*EXERCISE INSTRUCTIONS:*
Please repeat every line of the rows below word for word, leaving out the pictures.

*SUPPLIED DATA:*
——————————

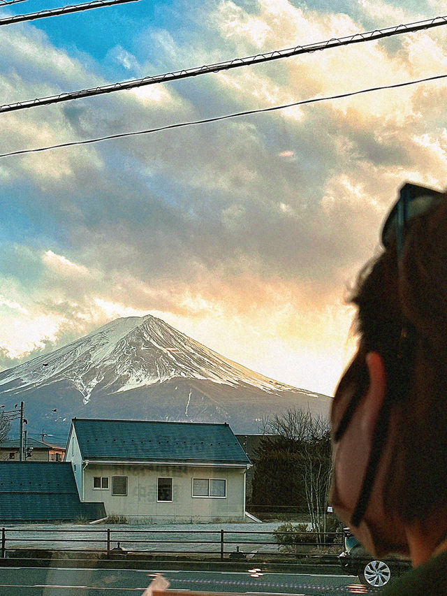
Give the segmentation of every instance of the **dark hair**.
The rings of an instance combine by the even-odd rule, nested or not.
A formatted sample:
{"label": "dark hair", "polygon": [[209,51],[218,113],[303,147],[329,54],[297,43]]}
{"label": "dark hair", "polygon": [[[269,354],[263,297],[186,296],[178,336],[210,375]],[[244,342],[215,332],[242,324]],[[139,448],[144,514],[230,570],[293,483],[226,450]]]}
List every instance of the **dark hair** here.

——————————

*RESPONSE TO THIS TASK:*
Give the segmentation of every instance of the **dark hair**.
The rings of an instance combine by the even-odd rule, nested or not.
A formatted sample:
{"label": "dark hair", "polygon": [[209,51],[218,113],[303,147],[329,54],[297,43]]}
{"label": "dark hair", "polygon": [[[269,354],[263,297],[186,296],[178,336],[210,375]],[[244,342],[215,332],[242,324]],[[139,448],[144,514],[230,570],[293,483],[226,450]]]}
List every instance of the **dark hair** here.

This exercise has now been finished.